_TAREFA A_. No texto sobre Os Sonhadores de Bertolucci, o filme é sobre quê, em vez de ser sobre cinema?
_TAREFA B_. Reproduza, do texto sobre Os Sonhadores, o trecho de "- You know what" a "momento, foi naquele.".

_EXCERTO DO TEXTO_.
- Theo, this is Matthew.
- You were right. He's American.
- Hi.
- I've seen you around. You've been coming to all the Nicholas Ray's.
- Yeah. I really like his movies.
- What? They Live By Night?
- Mm-mm. More like... Johnny Guitar and Rebel Without a Cause.
- You know what Godard wrote about him?
- No. What?
- "Nicholas Ray is cinema."
Este diálogo diz de Bertolucci nos Sonhadores duas coisas. Que gosta tanto de enviar recados ou piscadelas de olho, quanto tem pouca paciência para subtilezas. Estamos avisados: este não é um filme sobre cinema mas sobre cinéfilos, sobretudo um determinado tipo deles. Não que seja possível saber o que pensa Bertolucci de diálogos tão arriscados entre três jovens e, na verdade, o que se passava à porta da Cinemateca Francesa em 1968 não devia fugir muito daquilo. Mas o importante é que se tratava de dois franceses a educar um americano sobre o seu próprio cinema, um orgulho europeu talvez demasiado celebrado, mas que se foi verdade em algum momento, foi naquele.

_DADOS DE ORIGEM_.
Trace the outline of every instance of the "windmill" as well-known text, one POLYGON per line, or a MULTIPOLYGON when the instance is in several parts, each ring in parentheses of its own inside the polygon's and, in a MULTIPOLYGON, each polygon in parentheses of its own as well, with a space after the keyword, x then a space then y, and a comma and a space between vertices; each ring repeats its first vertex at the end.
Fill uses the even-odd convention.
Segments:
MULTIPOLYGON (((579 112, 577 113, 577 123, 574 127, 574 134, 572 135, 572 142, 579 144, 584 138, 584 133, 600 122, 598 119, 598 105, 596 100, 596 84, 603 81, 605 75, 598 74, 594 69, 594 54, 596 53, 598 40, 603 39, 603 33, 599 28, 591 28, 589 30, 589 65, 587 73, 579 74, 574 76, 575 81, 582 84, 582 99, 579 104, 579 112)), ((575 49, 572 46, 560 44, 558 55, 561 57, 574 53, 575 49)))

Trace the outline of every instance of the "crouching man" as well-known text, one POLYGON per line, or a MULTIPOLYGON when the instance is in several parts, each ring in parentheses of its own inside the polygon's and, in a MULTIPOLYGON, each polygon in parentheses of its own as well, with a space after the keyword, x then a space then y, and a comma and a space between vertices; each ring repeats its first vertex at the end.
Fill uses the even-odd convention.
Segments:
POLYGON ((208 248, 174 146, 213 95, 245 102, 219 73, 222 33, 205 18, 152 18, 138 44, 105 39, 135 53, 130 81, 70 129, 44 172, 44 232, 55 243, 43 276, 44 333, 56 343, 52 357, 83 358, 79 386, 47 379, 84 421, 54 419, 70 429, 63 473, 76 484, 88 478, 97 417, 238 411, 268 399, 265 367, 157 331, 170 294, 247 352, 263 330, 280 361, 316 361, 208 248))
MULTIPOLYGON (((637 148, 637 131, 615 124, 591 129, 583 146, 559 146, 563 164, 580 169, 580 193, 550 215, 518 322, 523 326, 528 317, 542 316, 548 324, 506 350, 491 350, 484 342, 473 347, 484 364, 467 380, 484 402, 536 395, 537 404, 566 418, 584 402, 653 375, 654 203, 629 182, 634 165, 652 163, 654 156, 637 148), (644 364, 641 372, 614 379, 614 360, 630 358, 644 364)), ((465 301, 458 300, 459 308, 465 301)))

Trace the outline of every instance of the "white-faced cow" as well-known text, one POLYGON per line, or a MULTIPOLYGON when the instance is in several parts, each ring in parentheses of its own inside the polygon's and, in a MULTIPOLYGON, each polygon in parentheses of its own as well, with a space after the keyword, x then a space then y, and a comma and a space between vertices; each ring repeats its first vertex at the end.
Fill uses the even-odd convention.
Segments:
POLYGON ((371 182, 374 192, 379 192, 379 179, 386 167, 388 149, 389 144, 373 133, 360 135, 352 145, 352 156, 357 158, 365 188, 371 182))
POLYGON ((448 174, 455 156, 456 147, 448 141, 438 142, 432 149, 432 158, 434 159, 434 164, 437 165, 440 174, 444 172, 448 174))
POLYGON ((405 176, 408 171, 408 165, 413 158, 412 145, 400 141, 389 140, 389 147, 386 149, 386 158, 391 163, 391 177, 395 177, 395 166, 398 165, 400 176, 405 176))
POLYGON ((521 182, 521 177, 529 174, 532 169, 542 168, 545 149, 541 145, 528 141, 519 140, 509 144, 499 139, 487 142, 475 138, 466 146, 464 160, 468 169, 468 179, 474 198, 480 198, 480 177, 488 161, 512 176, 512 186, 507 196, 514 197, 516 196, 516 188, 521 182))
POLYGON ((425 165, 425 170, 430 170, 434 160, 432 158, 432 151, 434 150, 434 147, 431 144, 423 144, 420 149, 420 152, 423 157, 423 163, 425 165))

--

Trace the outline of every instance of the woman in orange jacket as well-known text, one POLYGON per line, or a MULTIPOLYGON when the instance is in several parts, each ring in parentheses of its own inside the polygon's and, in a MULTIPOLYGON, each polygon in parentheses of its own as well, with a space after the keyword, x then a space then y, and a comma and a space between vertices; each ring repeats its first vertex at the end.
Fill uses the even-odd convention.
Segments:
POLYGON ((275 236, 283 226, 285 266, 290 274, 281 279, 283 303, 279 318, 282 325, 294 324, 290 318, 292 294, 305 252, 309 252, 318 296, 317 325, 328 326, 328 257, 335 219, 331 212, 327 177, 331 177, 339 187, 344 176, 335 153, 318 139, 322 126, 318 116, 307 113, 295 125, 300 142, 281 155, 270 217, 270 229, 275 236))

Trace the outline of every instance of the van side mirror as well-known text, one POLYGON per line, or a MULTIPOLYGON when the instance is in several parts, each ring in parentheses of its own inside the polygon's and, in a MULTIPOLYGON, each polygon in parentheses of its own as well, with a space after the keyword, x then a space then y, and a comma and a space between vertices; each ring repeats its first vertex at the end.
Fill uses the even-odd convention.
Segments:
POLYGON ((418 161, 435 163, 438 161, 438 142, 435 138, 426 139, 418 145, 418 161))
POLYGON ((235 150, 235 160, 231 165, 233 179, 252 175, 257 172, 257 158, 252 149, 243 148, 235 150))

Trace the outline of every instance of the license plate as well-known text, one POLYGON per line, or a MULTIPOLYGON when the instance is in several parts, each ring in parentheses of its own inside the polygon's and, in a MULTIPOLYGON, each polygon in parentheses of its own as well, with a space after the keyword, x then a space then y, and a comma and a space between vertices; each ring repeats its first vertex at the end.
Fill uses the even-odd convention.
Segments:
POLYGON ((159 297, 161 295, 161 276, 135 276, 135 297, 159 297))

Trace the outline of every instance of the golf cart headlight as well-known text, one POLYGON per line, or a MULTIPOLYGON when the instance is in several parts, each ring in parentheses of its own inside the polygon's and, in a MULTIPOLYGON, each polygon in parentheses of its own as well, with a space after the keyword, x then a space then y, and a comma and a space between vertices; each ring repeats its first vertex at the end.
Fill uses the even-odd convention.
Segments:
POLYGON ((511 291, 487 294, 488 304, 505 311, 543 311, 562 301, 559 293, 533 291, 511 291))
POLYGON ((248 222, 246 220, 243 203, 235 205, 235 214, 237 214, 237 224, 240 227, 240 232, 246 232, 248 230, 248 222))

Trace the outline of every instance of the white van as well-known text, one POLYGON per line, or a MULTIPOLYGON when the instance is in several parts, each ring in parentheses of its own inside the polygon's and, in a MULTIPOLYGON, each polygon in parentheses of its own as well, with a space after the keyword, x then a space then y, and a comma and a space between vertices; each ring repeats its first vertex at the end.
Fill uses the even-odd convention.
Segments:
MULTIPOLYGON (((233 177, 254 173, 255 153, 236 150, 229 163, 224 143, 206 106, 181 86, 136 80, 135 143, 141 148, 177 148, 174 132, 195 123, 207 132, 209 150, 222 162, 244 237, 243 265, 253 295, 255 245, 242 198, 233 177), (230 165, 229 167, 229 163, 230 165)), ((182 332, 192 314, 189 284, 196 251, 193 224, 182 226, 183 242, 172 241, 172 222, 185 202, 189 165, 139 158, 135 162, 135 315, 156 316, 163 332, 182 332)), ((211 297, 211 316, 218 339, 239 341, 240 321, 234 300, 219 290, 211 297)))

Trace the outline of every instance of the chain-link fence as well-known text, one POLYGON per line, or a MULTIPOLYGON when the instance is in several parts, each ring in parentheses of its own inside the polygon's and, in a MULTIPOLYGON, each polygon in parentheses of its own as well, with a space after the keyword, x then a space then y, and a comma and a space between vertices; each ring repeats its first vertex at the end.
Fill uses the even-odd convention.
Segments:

* * *

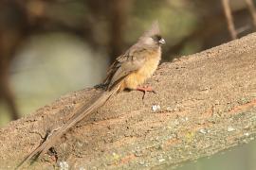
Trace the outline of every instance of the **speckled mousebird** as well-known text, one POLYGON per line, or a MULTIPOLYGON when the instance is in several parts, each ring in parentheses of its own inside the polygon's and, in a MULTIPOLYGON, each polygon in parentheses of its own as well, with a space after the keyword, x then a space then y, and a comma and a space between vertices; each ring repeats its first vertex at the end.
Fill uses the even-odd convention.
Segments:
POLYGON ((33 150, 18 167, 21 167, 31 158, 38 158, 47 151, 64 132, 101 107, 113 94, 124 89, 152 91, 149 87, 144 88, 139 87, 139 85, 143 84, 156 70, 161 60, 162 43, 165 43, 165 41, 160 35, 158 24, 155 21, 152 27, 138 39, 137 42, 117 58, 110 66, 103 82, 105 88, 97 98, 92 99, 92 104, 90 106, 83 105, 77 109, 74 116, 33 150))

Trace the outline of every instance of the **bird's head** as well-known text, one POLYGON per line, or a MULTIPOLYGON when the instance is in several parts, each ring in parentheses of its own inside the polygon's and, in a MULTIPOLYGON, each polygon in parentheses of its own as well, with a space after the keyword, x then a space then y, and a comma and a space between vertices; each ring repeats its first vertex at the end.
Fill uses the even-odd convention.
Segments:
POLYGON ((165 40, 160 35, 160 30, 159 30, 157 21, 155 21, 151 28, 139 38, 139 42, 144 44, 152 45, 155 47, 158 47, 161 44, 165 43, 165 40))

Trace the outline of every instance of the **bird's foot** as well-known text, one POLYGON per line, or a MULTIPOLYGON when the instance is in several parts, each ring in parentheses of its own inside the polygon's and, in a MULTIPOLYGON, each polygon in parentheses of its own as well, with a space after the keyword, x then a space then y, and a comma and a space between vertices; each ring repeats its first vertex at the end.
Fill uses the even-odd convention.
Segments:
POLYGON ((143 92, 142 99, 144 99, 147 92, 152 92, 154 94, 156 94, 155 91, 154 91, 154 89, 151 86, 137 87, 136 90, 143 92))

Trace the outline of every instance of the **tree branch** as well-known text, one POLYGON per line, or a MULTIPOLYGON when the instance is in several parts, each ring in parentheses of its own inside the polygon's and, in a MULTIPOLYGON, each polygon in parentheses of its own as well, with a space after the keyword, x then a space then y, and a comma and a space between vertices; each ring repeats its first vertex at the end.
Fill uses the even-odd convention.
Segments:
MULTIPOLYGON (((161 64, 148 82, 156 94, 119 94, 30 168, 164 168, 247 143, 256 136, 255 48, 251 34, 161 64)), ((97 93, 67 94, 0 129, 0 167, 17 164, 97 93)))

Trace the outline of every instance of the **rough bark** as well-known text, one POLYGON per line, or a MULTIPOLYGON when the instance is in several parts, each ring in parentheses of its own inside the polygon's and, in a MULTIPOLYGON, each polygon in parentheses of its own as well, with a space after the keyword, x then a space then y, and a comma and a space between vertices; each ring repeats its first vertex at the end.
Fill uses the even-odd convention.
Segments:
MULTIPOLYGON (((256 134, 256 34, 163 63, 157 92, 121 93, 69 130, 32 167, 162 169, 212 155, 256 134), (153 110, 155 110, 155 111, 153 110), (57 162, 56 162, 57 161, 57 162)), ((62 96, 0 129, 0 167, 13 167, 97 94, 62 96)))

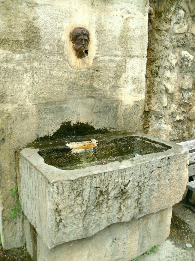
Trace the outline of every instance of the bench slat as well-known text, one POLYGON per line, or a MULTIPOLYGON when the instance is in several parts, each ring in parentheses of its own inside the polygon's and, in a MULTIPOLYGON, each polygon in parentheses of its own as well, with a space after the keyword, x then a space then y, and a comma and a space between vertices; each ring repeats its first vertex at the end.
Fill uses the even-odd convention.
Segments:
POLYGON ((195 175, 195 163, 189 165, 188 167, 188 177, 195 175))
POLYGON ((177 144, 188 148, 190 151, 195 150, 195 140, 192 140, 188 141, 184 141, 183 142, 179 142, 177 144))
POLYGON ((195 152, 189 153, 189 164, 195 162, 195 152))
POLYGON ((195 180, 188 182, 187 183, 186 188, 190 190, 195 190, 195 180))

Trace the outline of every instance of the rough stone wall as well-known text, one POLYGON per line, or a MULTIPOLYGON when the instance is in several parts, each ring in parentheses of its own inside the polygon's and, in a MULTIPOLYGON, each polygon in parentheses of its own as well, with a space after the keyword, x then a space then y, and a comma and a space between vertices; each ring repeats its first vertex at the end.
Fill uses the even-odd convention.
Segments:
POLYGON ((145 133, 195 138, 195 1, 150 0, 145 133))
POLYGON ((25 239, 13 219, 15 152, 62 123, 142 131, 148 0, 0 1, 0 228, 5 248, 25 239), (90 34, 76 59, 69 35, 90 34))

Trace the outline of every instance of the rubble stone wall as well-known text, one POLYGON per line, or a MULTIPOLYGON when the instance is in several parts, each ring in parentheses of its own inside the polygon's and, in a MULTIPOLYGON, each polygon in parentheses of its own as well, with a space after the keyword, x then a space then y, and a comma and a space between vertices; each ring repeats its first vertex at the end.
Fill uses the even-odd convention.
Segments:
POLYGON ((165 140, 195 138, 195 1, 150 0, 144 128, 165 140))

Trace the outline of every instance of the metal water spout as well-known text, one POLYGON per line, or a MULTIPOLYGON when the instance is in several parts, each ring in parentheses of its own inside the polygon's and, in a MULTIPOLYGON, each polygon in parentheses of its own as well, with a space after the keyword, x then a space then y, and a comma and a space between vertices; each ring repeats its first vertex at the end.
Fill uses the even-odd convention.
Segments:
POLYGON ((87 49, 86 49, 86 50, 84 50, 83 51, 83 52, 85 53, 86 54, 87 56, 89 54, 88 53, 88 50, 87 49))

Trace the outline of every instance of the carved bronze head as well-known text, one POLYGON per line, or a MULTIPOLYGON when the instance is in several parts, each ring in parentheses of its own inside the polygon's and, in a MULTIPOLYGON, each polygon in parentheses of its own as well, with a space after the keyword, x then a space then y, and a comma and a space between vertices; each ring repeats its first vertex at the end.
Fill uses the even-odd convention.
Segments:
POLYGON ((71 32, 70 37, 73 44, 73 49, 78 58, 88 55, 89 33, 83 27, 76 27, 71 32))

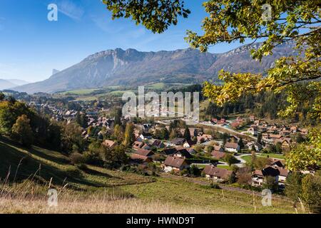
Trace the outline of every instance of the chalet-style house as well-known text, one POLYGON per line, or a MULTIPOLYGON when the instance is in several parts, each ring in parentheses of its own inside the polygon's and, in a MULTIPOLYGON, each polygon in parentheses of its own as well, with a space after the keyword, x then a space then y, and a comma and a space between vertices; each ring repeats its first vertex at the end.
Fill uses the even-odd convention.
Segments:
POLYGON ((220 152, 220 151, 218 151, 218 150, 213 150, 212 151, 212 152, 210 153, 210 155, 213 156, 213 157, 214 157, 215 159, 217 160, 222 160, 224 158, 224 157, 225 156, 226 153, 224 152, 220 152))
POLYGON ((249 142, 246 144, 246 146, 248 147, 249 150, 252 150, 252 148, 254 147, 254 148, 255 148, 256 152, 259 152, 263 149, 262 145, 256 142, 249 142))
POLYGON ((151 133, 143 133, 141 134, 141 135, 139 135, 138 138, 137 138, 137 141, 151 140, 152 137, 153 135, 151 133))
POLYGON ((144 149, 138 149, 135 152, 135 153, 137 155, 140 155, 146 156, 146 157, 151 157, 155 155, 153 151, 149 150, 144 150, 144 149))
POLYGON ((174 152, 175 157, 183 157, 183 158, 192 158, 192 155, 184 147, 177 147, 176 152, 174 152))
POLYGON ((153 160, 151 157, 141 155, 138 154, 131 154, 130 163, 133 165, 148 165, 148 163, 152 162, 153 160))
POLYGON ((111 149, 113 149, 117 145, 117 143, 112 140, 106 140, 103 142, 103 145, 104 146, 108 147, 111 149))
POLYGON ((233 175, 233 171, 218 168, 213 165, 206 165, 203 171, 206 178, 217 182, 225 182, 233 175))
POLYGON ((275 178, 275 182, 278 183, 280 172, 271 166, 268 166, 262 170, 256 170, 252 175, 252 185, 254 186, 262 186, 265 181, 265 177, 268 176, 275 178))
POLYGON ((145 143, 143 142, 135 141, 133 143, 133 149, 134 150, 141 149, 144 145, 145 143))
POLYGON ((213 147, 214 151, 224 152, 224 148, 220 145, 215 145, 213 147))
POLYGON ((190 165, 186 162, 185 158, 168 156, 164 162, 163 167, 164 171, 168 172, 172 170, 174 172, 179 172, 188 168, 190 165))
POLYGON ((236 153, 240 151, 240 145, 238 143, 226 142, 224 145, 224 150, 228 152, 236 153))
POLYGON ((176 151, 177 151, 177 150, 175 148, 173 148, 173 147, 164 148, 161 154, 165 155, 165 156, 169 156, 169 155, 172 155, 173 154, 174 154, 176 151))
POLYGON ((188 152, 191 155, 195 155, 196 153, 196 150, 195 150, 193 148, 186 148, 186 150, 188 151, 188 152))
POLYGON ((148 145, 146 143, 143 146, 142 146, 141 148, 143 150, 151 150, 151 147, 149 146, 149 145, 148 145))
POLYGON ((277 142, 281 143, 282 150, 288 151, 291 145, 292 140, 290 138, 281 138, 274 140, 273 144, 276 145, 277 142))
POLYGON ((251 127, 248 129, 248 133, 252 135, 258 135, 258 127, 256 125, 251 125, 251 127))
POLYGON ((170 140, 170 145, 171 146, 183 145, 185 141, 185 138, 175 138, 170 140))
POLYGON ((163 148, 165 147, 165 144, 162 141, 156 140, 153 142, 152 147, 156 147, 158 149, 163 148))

_RESPOSTA FINAL A_. Sobre cinéfilos, sobretudo um determinado tipo deles.

_RESPOSTA FINAL B_.
- You know what Godard wrote about him?
- No. What?
- "Nicholas Ray is cinema."
Este diálogo diz de Bertolucci nos Sonhadores duas coisas. Que gosta tanto de enviar recados ou piscadelas de olho, quanto tem pouca paciência para subtilezas. Estamos avisados: este não é um filme sobre cinema mas sobre cinéfilos, sobretudo um determinado tipo deles. Não que seja possível saber o que pensa Bertolucci de diálogos tão arriscados entre três jovens e, na verdade, o que se passava à porta da Cinemateca Francesa em 1968 não devia fugir muito daquilo. Mas o importante é que se tratava de dois franceses a educar um americano sobre o seu próprio cinema, um orgulho europeu talvez demasiado celebrado, mas que se foi verdade em algum momento, foi naquele.